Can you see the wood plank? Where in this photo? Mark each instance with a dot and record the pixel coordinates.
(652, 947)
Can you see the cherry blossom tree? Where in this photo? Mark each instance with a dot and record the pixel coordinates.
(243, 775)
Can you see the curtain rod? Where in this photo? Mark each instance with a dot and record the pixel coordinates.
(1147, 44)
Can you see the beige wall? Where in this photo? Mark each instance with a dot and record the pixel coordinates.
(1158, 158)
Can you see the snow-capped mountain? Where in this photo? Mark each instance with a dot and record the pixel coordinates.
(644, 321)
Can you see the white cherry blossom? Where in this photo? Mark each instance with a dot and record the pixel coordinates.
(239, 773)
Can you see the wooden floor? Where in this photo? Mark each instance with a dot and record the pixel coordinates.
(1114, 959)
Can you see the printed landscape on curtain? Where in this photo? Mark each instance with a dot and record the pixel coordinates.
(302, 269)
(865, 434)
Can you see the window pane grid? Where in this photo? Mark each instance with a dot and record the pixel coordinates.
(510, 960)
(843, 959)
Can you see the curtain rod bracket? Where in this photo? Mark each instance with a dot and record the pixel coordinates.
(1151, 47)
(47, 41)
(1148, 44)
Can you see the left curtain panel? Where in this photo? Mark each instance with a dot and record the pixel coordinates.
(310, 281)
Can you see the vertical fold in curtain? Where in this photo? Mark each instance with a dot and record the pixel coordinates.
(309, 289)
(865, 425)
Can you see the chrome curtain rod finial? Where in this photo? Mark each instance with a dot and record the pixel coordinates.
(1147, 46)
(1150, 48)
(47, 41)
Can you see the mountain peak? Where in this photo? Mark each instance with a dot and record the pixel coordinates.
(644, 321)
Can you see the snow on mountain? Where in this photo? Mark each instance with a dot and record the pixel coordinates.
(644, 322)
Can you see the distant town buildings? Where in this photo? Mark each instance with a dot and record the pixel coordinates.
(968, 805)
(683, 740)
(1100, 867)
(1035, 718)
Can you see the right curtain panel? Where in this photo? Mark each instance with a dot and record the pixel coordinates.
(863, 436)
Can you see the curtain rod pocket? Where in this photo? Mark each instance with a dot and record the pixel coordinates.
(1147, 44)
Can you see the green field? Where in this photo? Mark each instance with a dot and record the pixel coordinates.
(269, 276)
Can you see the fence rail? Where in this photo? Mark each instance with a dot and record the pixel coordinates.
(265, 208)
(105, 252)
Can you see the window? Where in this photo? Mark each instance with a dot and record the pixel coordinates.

======

Output every line of the data above as a JSON list of strings, one string per line, leaving out any blank lines.

[
  "Can you see the wood plank? Where in this photo? Mark each instance with a dot and record the pixel coordinates.",
  "(652, 947)",
  "Can you see the cherry blossom tree? Where in this photo? Mark each instance with a dot and record the pixel coordinates.",
  "(243, 775)",
  "Can you see the curtain rod? Where in this photo? Mark each instance with a dot and record the pixel coordinates.",
  "(1147, 44)",
  "Can you see the beige wall? Where in this photo? Mark each instance with a dot and record the pixel coordinates.",
  "(1158, 158)",
  "Can you see the snow-capped mountain? Where in this photo? Mark each instance with a dot and record the pixel coordinates.",
  "(644, 321)",
  "Can you see the white cherry blossom? Where in this photo? Mark each instance with a dot and record the pixel coordinates.",
  "(239, 773)",
  "Can you see the wooden floor? Where in this photo? Mark each instance with a dot and record the pixel coordinates.",
  "(1114, 959)",
  "Can you see the printed landscape on curtain? Where in this photo? Mark each instance with a dot and record the pixel coordinates.",
  "(302, 269)",
  "(865, 434)",
  "Can you see the window pane grid? Where in this photo? Mark each instance with a dot and record the pixel coordinates.",
  "(510, 960)",
  "(843, 959)",
  "Can you see the curtain rod bracket? Where in this photo? Mark each instance with a dot and record the pixel coordinates.",
  "(1151, 47)",
  "(47, 41)",
  "(1148, 44)",
  "Can you see the left curtain panel? Where in this photo? Mark each instance with a dot and record the pixel coordinates.",
  "(310, 281)",
  "Can you see the vertical fold in curtain? Where in this photo? Mark each instance with a dot and record the pixel coordinates.",
  "(309, 289)",
  "(865, 425)",
  "Can you see the chrome curtain rod finial? Where in this photo? Mark each instance with a dot and record the pixel coordinates.",
  "(1147, 46)",
  "(1150, 48)",
  "(47, 41)",
  "Can you see the mountain peak? Where in this photo? Mark each instance with a dot and record the pixel coordinates.",
  "(644, 321)",
  "Can you see the snow on mountain? Where in this photo? Mark each instance with a dot and record the pixel coordinates.",
  "(644, 322)",
  "Can you see the distant town buildings? Where in this photo? Mark each instance with a dot and record the pixel coordinates.",
  "(968, 805)",
  "(683, 740)",
  "(1100, 867)",
  "(1035, 718)",
  "Can you see the right curtain panel? Where in this photo? Mark each instance with a dot and record the pixel coordinates.",
  "(863, 436)",
  "Can you see the curtain rod pocket? Where in this photo? Mark each instance with a dot and record the pixel coordinates.",
  "(1147, 44)",
  "Can you see the green field? Where in this photo? Mark each instance with a dot and record the pixel coordinates.",
  "(269, 276)",
  "Can you see the fence rail? Where in this photo? Mark each instance with a dot and record the pixel coordinates.",
  "(265, 208)",
  "(105, 252)",
  "Can you see the window? Where in this photo? Mark each instance with a dot and record the pixel coordinates."
]